# Records for this task:

************

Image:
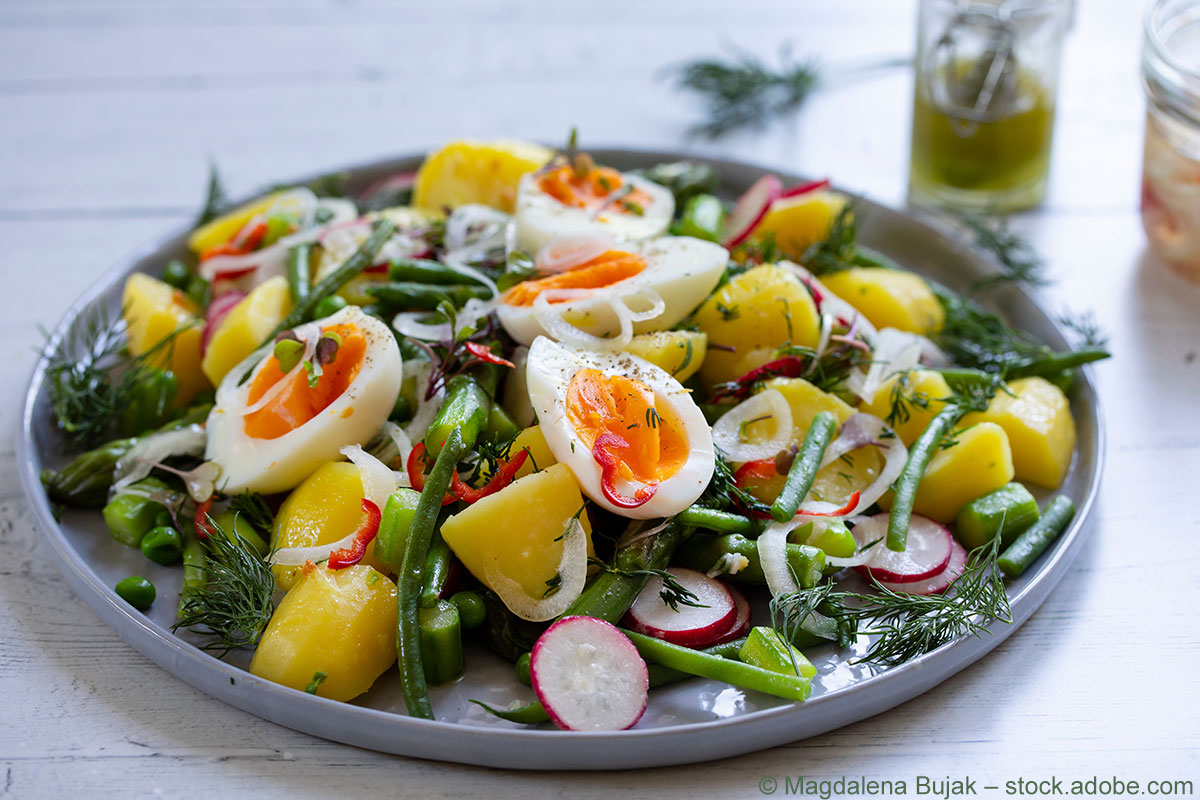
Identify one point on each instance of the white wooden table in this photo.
(107, 113)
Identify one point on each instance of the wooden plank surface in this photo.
(108, 110)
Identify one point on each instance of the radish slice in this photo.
(588, 675)
(750, 209)
(925, 557)
(691, 626)
(805, 188)
(219, 308)
(742, 621)
(940, 582)
(727, 429)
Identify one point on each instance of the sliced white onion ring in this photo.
(727, 429)
(573, 567)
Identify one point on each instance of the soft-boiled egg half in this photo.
(612, 289)
(270, 431)
(568, 202)
(633, 437)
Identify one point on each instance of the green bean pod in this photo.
(804, 467)
(411, 579)
(905, 487)
(1029, 546)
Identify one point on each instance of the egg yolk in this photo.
(624, 407)
(598, 187)
(604, 270)
(298, 402)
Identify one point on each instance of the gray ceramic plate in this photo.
(694, 721)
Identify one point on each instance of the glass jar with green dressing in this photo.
(987, 74)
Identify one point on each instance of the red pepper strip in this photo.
(484, 353)
(609, 464)
(201, 521)
(363, 536)
(837, 512)
(415, 468)
(503, 476)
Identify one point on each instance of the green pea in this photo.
(136, 591)
(472, 611)
(162, 545)
(177, 275)
(329, 306)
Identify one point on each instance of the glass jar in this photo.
(1170, 170)
(987, 76)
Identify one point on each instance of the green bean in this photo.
(713, 519)
(1029, 546)
(136, 591)
(804, 467)
(421, 270)
(84, 482)
(791, 687)
(424, 296)
(466, 408)
(363, 258)
(437, 570)
(411, 578)
(703, 217)
(905, 487)
(300, 271)
(610, 595)
(703, 552)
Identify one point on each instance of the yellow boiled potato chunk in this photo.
(798, 222)
(1039, 426)
(477, 172)
(514, 531)
(889, 298)
(922, 395)
(245, 326)
(227, 226)
(751, 317)
(979, 463)
(340, 623)
(155, 311)
(679, 353)
(322, 510)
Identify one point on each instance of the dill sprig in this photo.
(233, 605)
(907, 626)
(216, 199)
(744, 92)
(1019, 262)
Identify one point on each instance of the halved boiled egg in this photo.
(270, 431)
(629, 432)
(568, 200)
(612, 290)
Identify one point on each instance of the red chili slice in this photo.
(363, 536)
(609, 467)
(484, 353)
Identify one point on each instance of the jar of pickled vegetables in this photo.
(987, 74)
(1170, 173)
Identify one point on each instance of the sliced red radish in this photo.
(940, 582)
(691, 626)
(742, 621)
(588, 675)
(925, 557)
(804, 188)
(750, 209)
(219, 307)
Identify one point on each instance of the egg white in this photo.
(549, 372)
(541, 217)
(682, 270)
(268, 465)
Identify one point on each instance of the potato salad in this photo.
(619, 426)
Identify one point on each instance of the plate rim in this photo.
(429, 738)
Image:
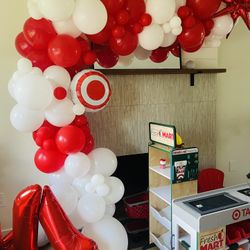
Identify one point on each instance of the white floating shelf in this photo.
(163, 192)
(165, 172)
(163, 242)
(163, 216)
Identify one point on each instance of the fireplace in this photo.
(132, 170)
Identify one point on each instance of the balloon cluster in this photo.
(75, 34)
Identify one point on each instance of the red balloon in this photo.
(125, 45)
(49, 161)
(136, 9)
(38, 32)
(105, 56)
(22, 45)
(103, 36)
(113, 6)
(61, 233)
(159, 55)
(89, 57)
(25, 218)
(70, 139)
(146, 19)
(64, 51)
(118, 32)
(40, 59)
(204, 9)
(191, 39)
(122, 17)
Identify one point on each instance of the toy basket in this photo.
(137, 205)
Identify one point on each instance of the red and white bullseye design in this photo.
(91, 89)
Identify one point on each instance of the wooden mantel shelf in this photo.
(191, 72)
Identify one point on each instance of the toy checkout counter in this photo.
(218, 219)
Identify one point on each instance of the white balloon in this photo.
(42, 238)
(126, 60)
(76, 219)
(110, 210)
(116, 190)
(60, 113)
(66, 196)
(67, 27)
(79, 184)
(90, 16)
(169, 39)
(142, 54)
(24, 65)
(222, 25)
(34, 92)
(59, 75)
(177, 31)
(91, 208)
(108, 233)
(166, 27)
(102, 190)
(151, 37)
(77, 165)
(60, 177)
(161, 10)
(103, 161)
(175, 22)
(26, 120)
(97, 179)
(56, 10)
(33, 9)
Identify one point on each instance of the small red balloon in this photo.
(122, 17)
(118, 32)
(38, 32)
(70, 139)
(89, 57)
(22, 45)
(184, 11)
(146, 19)
(64, 51)
(137, 28)
(60, 93)
(125, 45)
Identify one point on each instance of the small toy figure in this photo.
(163, 163)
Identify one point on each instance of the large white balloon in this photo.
(59, 75)
(60, 177)
(77, 165)
(80, 183)
(91, 208)
(169, 39)
(56, 10)
(222, 25)
(108, 233)
(116, 190)
(26, 120)
(151, 37)
(60, 113)
(103, 161)
(67, 27)
(34, 92)
(142, 54)
(161, 10)
(90, 16)
(66, 196)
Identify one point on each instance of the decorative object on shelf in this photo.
(178, 178)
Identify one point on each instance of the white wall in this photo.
(16, 149)
(233, 106)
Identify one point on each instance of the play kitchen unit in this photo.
(173, 173)
(218, 219)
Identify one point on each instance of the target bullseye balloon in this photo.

************

# What is being asked:
A faithful transcription of the material, with no pictures, is the expected result.

# Your response:
Image:
Identify one point on each instance of the white wooden table in this photo.
(107, 113)
Identify one point on each instance of the wooden plank surface in this photo.
(108, 110)
Identify one point on each instance of the radish slice in this photo.
(588, 675)
(750, 209)
(925, 557)
(691, 626)
(805, 188)
(219, 308)
(742, 621)
(940, 582)
(727, 429)
Identify one point on each instance of the sliced white onion ring in this photo.
(727, 429)
(573, 567)
Identify one point on each instance of the soft-boiled egg half in this photo.
(612, 289)
(270, 431)
(568, 202)
(633, 437)
Identify one point on each instance of the green bean pod in this photo.
(804, 467)
(411, 579)
(905, 487)
(1029, 546)
Identify one point on each instance of the egg yolk in this photo.
(624, 407)
(598, 187)
(604, 270)
(298, 402)
Identify one point on each instance of the gray ceramic plate in this photo.
(694, 721)
Identify one point on each instance of the glass jar with green dressing in this photo.
(987, 74)
Identify one point on each instance of the red pepper strip in this photo.
(484, 353)
(609, 464)
(201, 521)
(363, 536)
(837, 512)
(415, 468)
(503, 476)
Identify one point on each instance of the green pea in this photo.
(136, 591)
(472, 611)
(162, 545)
(177, 275)
(329, 306)
Identify one point on each instance of the glass jar in this photo.
(1170, 170)
(987, 76)
Identify one point on each instance of the green bean in this photo.
(713, 519)
(1029, 546)
(136, 591)
(804, 467)
(421, 270)
(84, 482)
(791, 687)
(424, 296)
(466, 408)
(363, 258)
(437, 570)
(411, 578)
(703, 217)
(905, 487)
(300, 271)
(610, 595)
(703, 552)
Identify one point on each instance of the yellow boiled potato chunk in this photo.
(798, 222)
(1039, 426)
(477, 172)
(514, 531)
(889, 298)
(922, 395)
(245, 326)
(227, 226)
(751, 317)
(979, 463)
(340, 623)
(155, 311)
(679, 353)
(322, 510)
Identify one point on each instance of the dill sprig in this photo.
(233, 605)
(907, 626)
(216, 199)
(744, 92)
(1019, 262)
Identify one point on each instance of the halved boiled egg in this photo.
(270, 431)
(629, 432)
(568, 200)
(612, 290)
Identify one point on each instance of the red chili slice in this photo.
(363, 536)
(609, 467)
(484, 353)
Identify one point on each instance of the jar of pickled vegetables in this photo.
(987, 74)
(1170, 173)
Identify one point on each instance of the sliced red radish in this photo.
(940, 582)
(691, 626)
(742, 621)
(588, 675)
(925, 557)
(804, 188)
(750, 209)
(219, 307)
Identify one point on each instance of the egg white in this photo.
(549, 372)
(541, 217)
(682, 270)
(268, 465)
Identify one point on each instance of the potato salad in this photo.
(619, 426)
Identify one point on each instance of the plate rim in this photo.
(429, 738)
Image:
Identify one point on each instance of the white floating shelf in this photo.
(163, 192)
(165, 172)
(163, 242)
(163, 216)
Identify one point on each instance of the fireplace in this photo.
(132, 170)
Identify one point on each instance of the balloon cluster in this photo.
(75, 34)
Identify one point on each instance of the red balloon in this photo.
(125, 45)
(49, 161)
(136, 9)
(38, 32)
(105, 56)
(22, 45)
(103, 36)
(113, 6)
(61, 233)
(159, 55)
(89, 57)
(25, 218)
(70, 139)
(146, 19)
(64, 51)
(118, 32)
(40, 59)
(204, 9)
(191, 39)
(122, 17)
Identify one point on each instance of the toy basket in this photo.
(137, 205)
Identify one point on each instance of the red and white bullseye design in this photo.
(91, 89)
Identify one point on each instance of the wooden mantel shelf in this photo.
(191, 72)
Identify one point on each instance of the toy checkout counter in this photo.
(218, 219)
Identify one point on each instance of the white balloon in this photo.
(42, 238)
(126, 60)
(76, 219)
(110, 210)
(116, 190)
(60, 113)
(66, 196)
(67, 27)
(79, 184)
(90, 16)
(169, 39)
(142, 54)
(24, 65)
(222, 25)
(34, 92)
(59, 75)
(177, 31)
(91, 208)
(108, 233)
(166, 27)
(102, 190)
(151, 37)
(77, 165)
(60, 177)
(161, 10)
(103, 161)
(175, 22)
(26, 120)
(97, 179)
(56, 10)
(33, 9)
Identify one point on each instance of the small red balloon in this photo.
(122, 17)
(118, 32)
(38, 32)
(70, 139)
(89, 57)
(22, 45)
(184, 11)
(146, 19)
(64, 51)
(137, 28)
(60, 93)
(125, 45)
Identify one point on each instance of the small toy figure in this photo.
(163, 163)
Identify one point on each instance of the large white balloon in this photo.
(59, 75)
(60, 177)
(77, 165)
(80, 183)
(91, 208)
(169, 39)
(56, 10)
(222, 25)
(108, 233)
(116, 190)
(26, 120)
(151, 37)
(60, 113)
(103, 161)
(67, 27)
(34, 92)
(142, 54)
(161, 10)
(90, 16)
(66, 196)
Identify one point on each instance of the decorative object on shelf in this photo.
(178, 178)
Identify one point on each instance of the white wall in this photo.
(16, 149)
(233, 106)
Identify one point on each instance of the play kitchen unit in this photo.
(173, 173)
(218, 219)
Identify one point on each instance of the target bullseye balloon in this photo.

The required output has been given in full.